*** Opening of THE RECORDS ***
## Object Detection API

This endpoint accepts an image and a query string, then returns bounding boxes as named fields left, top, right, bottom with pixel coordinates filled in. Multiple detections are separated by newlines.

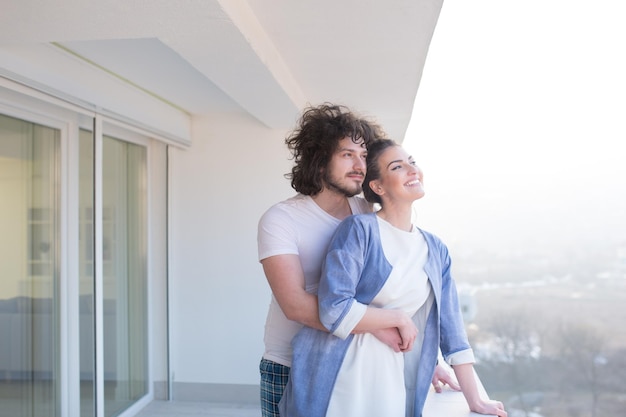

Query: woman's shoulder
left=341, top=212, right=378, bottom=228
left=416, top=227, right=438, bottom=241
left=331, top=213, right=378, bottom=243
left=417, top=227, right=450, bottom=254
*** Close of THE RECORDS ***
[WORK INSTRUCTIONS]
Pictures omitted, give the entries again exactly.

[ANSWER AREA]
## Object Detection API

This endpoint accepts an image and a query string, then returns bounding boxes as named fields left, top, right, bottom with pixel coordinates filled in. Multiple detections are separated by newlines.


Query: woman's shoulder
left=341, top=212, right=378, bottom=228
left=416, top=227, right=438, bottom=241
left=331, top=213, right=378, bottom=243
left=417, top=227, right=450, bottom=254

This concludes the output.